**** Source material

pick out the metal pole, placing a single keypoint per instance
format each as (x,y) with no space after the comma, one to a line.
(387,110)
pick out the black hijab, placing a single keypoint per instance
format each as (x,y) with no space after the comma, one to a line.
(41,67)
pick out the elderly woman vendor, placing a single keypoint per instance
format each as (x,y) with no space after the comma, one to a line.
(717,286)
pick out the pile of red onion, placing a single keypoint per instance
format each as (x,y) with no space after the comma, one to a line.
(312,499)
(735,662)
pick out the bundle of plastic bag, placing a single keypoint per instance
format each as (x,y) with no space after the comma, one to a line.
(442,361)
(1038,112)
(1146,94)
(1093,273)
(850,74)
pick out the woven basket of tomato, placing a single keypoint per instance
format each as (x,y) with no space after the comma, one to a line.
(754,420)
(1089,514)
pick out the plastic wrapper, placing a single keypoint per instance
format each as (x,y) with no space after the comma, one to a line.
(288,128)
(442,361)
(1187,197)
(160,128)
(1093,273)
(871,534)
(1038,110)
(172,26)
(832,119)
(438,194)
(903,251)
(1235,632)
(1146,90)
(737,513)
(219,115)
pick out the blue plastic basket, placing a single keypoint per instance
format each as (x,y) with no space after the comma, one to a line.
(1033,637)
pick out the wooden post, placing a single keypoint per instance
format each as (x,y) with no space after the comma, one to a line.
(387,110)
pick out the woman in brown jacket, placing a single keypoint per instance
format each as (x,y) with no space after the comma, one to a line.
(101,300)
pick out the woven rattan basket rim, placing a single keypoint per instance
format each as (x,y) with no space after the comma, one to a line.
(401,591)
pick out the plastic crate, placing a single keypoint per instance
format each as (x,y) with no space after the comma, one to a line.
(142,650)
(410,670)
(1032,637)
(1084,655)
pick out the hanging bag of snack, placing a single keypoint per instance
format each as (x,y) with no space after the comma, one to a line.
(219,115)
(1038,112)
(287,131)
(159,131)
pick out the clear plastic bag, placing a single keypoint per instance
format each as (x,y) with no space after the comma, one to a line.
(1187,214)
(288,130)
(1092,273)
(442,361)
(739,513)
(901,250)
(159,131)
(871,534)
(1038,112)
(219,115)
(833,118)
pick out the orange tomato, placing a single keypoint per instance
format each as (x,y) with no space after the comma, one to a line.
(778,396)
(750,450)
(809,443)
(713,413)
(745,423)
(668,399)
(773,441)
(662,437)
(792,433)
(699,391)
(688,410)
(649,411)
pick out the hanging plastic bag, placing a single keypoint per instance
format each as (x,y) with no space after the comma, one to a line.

********

Output each line of the material exactly, keeping every word as it appears.

→ **Exercise output**:
pick out the metal pole, placing a single keypoint per instance
format each as (x,y) with no space after the comma, one to a line.
(387,110)
pick out the black hijab, placing a single keypoint per instance
format each as (x,y) with no space after the comma, one to a line.
(41,67)
pick out the elderly woman vendor, placing a single keypoint per instance
format each as (x,y) with no space after the comma, one to a line.
(717,286)
pick out the pile of red onion, placing a single keypoint per instance
format each as (x,y) with no space after the comma, one to a line.
(312,499)
(735,662)
pick out the bundle of plastic bag, placing a single keypoint per instance
format each as (x,y) with no space after the comma, one to a line.
(442,361)
(1038,112)
(1146,94)
(1093,273)
(850,74)
pick out the woven basket of tomato, placing a single keypoint per instance
format each as (x,y) with no space after the comma, one to a line.
(754,420)
(1089,514)
pick out the plastic wrapper, placing a single keypoint per instance
format each as (x,y) with no space after the comma, one to a line.
(288,128)
(442,361)
(1187,197)
(160,128)
(1093,273)
(871,534)
(1038,110)
(172,26)
(832,119)
(438,194)
(903,251)
(1235,632)
(1146,90)
(737,513)
(219,115)
pick out the blue plastic basket, placing a single keypoint per instance
format each as (x,y) with no space after the comma, one to a line.
(1033,637)
pick out the wooden post, placing a single keypoint per instance
format each as (x,y) with no space after the comma, one to a line.
(387,110)
pick out the woman in brown jacket, placing a single keypoint per instance
format each as (x,y) with no space after the comma, one to a line.
(101,300)
pick out the woven rattan basket rim, placing a single keypoint per instance
format each as (x,y) with no space after the comma, one to a line.
(401,591)
pick out the plastic crate, placing a single keypoint per instance
format each as (x,y) with no space after the comma, one to a line.
(142,650)
(410,670)
(1032,637)
(1084,655)
pick out the hanging bag of snack, placing a single keypoint per instance
format each as (x,y) with no space after the comma, one to a line.
(219,115)
(1038,112)
(287,131)
(159,131)
pick out the clear plastic bag, placing a single keypoint per instance
format each as (x,y) with no space after the comma, one to a line.
(1187,214)
(288,130)
(1092,273)
(442,361)
(739,513)
(901,250)
(159,131)
(871,534)
(1038,112)
(219,115)
(833,118)
pick out the orange tomato, placing a single keypoint per instance
format each as (x,y) with no space after the comma, one to a line.
(778,396)
(750,450)
(809,443)
(713,413)
(745,423)
(668,399)
(773,441)
(662,437)
(792,433)
(699,391)
(688,410)
(649,411)
pick out the hanging plastic bag, placing a single keypoint per instance
format each as (x,y) with no space after the comma, one to a line.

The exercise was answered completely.